I was mentally drained.
- Robert feels as if he's invincible, I can't be touched.
And in hindsight, in society, we kind of made him feel that way.
- I, as a practice, I try to do that as often as I can, and whenever I can.
This story demanded that, but there was no way to not acknowledge that this particular predator, and not every person who has been abused, abuses, but almost everyone who abuses has been abused.
So I think about, in this moment as we're rising up, how important it is to terraform transformational justice practices.
And it's okay if that terraforming happens really rapidly, because we're in the 21st century, and this is what it is, you know?
And by that I mean that we almost instantaneously, and we definitely have to be ambidextrous, as we talk about justice in this moment.
And by that I mean that, what would it have looked like say if R. Kelly had apologized?
If he had, instead of that performance he gave on the Gayle King interview, which reminded me of Trapped In The Closet or something.
It was quite the performance.
But what if he had apologized?
What if he had said, "I don't know what healthy sex is.
"I was abused most of my life, and I want "to take this time to actually, for the first "time in my life", in his entire adult life he had resources.
He also had people around him who could have held him accountable in this way.
But if he had said that, even if he were performing it.
Even if he didn't mean it, it would have actually been so deeply healing, as apposed to continuing this fiction around his innocence.
- Thinking out loud, again, is one of the powerful values, I think, of any art.
Trying to make sense of often senseless things.
This is a conversation that should be going on for a week, but we have to draw a line under it for now, in this form.
But I wanted to really thank you for going into hope and hopelessness, and justice, and ethics, and aesthetics, and structures.
You're such articulate and thoughtful people, that I've really benefited it.
So thank you Trey, RaMell, and Dream for spending time with us today.
So now we'll be discussing another theme raised by some of this year's award winning documentaries, and another theme with absolutely timely resonance, and that is the rise in authoritarianism, and threats to democracy.
I'm joined by three film makers.
Almudena Carracedo and Robert Bahar with The Silence of Others.
(speaking in a foreign language) And Petra Costa, the director of The Edge Of Democracy.
(speaking in a foreign language) - The Edge of Democracy follows the history of Brazilian democracy, because we both have the same age, throughout moments of great optimism, but through the election of Lula, Dilma, Dilma's impeachment, the imprisonment of Lula, who was the most popular president in Brazilian history, and the election of far right Bolsonaro.
- And this is a operatic scale, large canvas, and the way you are expressing this moment is poetic, and personal.
Can you just tell us a little about how you found the approach to the film?
- I was very interested in a phenomenon which initially looked like a Brazilian phenomenon, which is in 2016, I saw Brazilian democracy, which I thought was solid and mature, start to crumble, as hundreds of people started asking for the return of the military dictatorship, others for an impeachment without a clear crime, and others for the imprisonment of Lula.
It was clearly, for me, a fascist demonstration, but the media at the time decided to say that it was normal and patriotic, and very good sign of our democracy.
In that complete disjunction of what I was perceiving, with what the national media was saying, I was like I need to understand this, and I need to make a film about this.
- Great, thanks Petra.
Robert and Almudena, your film, perhaps you could give us the one sentence log line.
- So The Silence of Others tells the story of the first attempt in history to prosecute the crimes of the 40 year Franco dictatorship in Spain.

_Task to complete_
Reproduce everything in the film panel transcript above from "It was clearly, for" down to "of our democracy.", word for word.

_Dataset records_
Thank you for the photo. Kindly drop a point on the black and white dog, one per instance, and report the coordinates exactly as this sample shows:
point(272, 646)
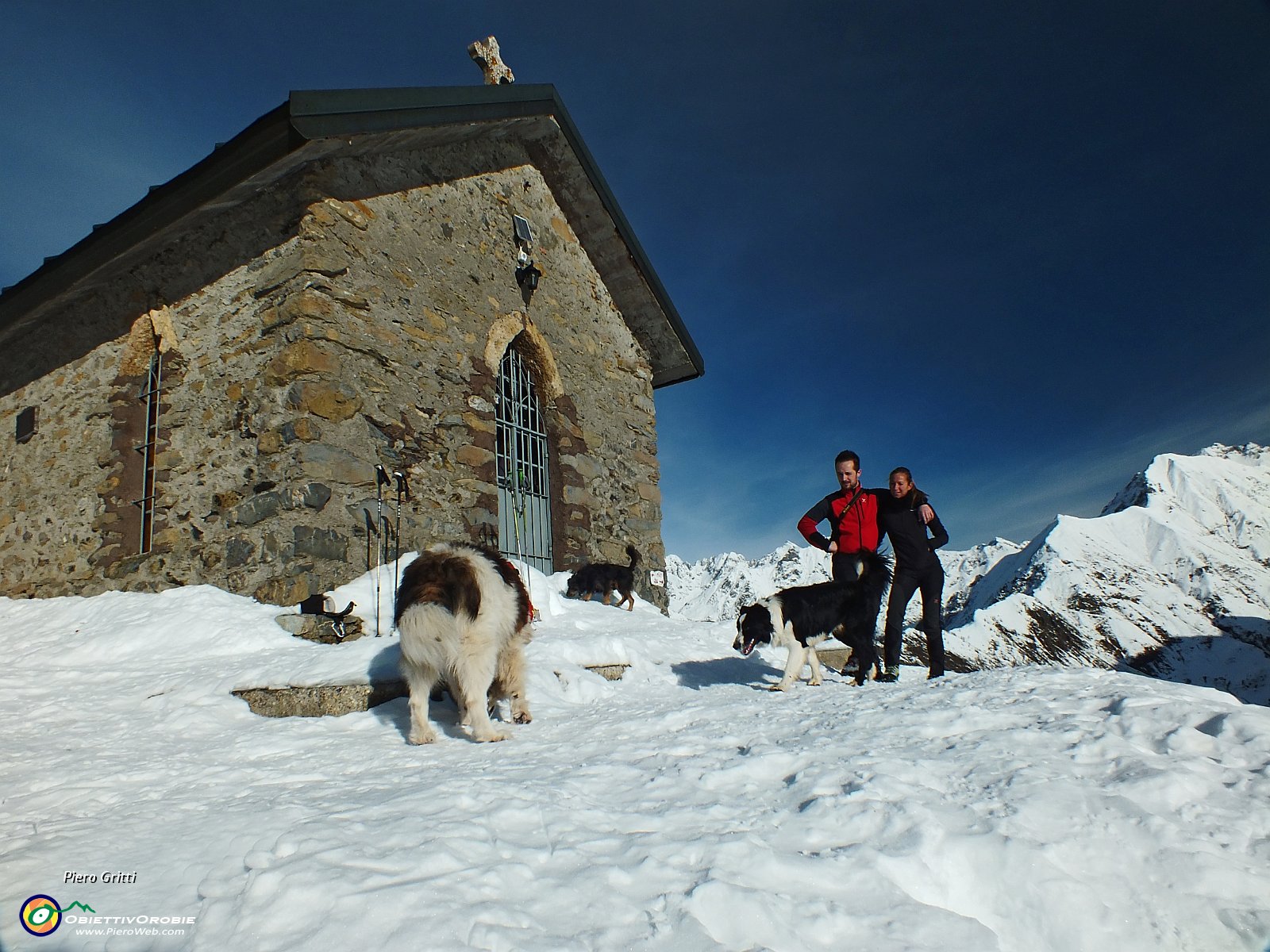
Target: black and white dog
point(464, 615)
point(804, 616)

_Complete answer_
It was clearly, for me, a fascist demonstration, but the media at the time decided to say that it was normal and patriotic, and very good sign of our democracy.